- _Challenge_
Below, find the line containing "Curation task — class label: red tarmac" and transcribe from there through the line containing "[0,0,450,27]". Include both of those lines and keep every character as it appears.

- _Material shown_
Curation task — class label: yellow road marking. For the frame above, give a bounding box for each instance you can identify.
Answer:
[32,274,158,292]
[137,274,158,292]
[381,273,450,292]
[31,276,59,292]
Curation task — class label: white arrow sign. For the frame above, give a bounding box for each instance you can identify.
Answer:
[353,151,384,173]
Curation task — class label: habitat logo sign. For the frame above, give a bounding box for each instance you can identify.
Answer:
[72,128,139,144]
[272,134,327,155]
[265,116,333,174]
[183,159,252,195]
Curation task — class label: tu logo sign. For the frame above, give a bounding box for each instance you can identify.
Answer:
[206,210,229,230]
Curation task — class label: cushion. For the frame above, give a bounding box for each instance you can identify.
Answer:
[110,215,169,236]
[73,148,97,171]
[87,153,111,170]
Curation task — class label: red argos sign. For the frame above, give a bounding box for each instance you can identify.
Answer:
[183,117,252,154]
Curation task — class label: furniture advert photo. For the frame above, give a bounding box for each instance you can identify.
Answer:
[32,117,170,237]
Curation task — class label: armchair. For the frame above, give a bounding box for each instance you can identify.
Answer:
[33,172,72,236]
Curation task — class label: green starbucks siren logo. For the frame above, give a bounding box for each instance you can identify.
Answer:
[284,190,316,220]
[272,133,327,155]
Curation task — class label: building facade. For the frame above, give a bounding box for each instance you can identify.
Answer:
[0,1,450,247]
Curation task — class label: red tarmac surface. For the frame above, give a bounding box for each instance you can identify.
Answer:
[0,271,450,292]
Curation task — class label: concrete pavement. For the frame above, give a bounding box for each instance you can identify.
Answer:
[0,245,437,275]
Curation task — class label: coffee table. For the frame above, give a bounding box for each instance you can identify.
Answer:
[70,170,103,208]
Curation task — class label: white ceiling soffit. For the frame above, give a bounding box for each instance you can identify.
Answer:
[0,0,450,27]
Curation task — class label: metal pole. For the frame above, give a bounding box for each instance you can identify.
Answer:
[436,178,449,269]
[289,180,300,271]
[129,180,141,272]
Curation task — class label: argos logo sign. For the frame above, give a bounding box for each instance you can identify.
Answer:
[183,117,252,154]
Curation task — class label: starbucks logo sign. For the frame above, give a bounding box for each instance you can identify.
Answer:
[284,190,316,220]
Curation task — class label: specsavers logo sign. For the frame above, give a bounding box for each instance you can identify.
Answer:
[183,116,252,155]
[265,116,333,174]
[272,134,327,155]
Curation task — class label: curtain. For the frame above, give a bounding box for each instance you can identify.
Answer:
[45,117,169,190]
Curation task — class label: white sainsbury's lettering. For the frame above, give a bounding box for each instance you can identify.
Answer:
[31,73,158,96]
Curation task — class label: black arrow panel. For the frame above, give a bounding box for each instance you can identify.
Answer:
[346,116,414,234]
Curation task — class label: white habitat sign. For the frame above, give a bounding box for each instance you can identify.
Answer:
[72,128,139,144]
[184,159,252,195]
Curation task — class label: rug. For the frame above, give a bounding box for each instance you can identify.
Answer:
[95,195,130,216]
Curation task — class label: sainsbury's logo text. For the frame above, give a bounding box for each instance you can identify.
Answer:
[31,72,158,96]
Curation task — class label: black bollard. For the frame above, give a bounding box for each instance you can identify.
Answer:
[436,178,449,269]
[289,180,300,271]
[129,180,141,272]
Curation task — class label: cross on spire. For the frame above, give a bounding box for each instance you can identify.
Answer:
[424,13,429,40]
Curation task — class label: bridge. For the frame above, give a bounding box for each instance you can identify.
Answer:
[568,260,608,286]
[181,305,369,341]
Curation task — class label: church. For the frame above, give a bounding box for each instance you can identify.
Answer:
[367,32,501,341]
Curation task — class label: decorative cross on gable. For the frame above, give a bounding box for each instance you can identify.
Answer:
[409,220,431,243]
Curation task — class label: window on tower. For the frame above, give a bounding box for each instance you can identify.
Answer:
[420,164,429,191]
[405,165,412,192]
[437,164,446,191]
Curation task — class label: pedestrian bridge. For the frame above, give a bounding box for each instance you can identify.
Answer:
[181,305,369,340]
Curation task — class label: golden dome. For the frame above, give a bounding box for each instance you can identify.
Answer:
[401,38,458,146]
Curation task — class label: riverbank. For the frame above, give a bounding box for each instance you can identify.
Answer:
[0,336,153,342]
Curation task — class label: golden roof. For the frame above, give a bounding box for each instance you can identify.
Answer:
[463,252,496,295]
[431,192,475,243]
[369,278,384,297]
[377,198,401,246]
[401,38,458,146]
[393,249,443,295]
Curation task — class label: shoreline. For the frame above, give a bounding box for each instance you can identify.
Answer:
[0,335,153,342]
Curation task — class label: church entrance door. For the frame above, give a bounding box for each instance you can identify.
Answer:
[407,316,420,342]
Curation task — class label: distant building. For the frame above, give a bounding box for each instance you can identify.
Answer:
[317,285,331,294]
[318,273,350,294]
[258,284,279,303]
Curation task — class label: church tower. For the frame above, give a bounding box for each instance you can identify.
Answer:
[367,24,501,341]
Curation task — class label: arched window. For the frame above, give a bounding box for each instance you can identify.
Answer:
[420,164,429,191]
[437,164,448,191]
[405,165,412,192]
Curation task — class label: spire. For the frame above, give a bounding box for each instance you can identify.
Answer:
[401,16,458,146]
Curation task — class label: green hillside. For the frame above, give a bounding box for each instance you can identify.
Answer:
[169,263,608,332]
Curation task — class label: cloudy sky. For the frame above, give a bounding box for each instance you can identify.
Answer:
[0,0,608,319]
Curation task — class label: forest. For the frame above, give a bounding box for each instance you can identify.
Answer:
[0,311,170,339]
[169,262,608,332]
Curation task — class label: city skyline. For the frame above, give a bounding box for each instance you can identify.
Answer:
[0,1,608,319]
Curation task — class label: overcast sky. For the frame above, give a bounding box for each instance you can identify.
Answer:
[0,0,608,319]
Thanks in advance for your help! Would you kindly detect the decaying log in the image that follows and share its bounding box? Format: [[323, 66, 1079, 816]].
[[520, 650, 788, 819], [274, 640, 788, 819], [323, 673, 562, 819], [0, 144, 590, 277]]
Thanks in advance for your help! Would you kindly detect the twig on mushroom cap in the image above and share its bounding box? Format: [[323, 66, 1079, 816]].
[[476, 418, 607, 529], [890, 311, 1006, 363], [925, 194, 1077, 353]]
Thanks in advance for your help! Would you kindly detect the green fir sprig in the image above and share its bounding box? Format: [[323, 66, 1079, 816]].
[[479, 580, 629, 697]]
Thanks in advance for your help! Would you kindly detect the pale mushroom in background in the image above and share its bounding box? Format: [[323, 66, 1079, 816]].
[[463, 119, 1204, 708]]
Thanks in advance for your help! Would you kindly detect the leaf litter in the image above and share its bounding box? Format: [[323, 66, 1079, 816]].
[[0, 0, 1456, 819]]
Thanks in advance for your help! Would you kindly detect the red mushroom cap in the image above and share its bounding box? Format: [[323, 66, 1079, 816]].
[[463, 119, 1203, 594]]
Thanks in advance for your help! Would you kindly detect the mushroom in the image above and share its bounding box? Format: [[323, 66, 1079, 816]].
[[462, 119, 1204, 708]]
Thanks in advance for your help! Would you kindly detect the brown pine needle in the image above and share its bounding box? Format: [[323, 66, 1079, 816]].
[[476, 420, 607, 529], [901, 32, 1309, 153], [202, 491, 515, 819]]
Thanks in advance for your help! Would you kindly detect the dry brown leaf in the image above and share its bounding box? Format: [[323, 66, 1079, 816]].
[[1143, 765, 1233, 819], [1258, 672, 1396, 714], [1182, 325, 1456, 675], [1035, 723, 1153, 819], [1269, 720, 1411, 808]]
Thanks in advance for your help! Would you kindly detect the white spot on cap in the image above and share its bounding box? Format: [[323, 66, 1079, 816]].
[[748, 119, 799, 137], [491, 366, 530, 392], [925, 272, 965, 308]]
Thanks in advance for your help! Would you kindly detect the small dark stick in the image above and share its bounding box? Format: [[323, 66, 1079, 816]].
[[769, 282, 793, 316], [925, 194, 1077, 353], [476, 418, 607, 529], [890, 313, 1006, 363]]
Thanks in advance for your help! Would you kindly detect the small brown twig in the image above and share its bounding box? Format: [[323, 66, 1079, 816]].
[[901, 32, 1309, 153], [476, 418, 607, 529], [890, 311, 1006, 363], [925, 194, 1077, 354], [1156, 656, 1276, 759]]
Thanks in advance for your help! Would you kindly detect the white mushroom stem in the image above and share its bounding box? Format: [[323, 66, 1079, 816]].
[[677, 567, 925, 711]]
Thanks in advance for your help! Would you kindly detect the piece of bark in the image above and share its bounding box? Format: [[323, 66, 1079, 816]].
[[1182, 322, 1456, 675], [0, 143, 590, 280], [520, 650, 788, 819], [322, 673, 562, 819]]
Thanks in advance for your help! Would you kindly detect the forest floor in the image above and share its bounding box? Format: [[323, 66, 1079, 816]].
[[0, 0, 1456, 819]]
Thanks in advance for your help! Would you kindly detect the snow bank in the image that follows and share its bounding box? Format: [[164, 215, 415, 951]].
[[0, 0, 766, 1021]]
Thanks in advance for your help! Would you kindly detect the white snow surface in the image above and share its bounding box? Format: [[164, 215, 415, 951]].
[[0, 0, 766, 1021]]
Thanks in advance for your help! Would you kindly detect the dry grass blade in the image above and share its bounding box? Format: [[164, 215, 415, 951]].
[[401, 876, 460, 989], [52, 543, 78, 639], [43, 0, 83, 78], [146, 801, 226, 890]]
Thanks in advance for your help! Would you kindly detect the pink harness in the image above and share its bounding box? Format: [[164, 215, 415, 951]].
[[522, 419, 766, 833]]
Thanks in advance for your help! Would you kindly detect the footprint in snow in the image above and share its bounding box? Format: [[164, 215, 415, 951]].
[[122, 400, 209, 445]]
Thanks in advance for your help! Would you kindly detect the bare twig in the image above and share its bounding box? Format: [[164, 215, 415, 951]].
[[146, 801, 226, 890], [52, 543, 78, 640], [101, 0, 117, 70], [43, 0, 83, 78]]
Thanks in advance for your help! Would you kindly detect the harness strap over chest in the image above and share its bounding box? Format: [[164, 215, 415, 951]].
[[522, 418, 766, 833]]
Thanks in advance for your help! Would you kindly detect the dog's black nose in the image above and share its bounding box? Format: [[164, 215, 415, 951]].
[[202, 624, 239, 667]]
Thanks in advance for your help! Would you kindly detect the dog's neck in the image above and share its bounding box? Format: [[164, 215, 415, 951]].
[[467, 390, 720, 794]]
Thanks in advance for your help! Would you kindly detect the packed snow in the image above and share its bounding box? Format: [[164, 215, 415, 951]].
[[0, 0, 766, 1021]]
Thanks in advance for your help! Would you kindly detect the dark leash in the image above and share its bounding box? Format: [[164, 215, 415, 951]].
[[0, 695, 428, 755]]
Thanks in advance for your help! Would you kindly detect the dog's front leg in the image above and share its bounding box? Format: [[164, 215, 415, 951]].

- _Written response_
Curation task — class label: red tarmac surface. For the frame above, give a bounding box for each instance you can identify.
Answer:
[0,271,450,292]
Curation task — class label: concrete pavement. For the frame above, give a bounding box for each instance you can identify.
Answer:
[0,245,437,275]
Curation task — class label: coffee table. For the frame above, give a bounding box for each instance you can identify.
Answer:
[70,170,103,208]
Curation task — class label: white ceiling soffit. For the frame above, give a bounding box for each instance you can identify.
Answer:
[0,0,450,27]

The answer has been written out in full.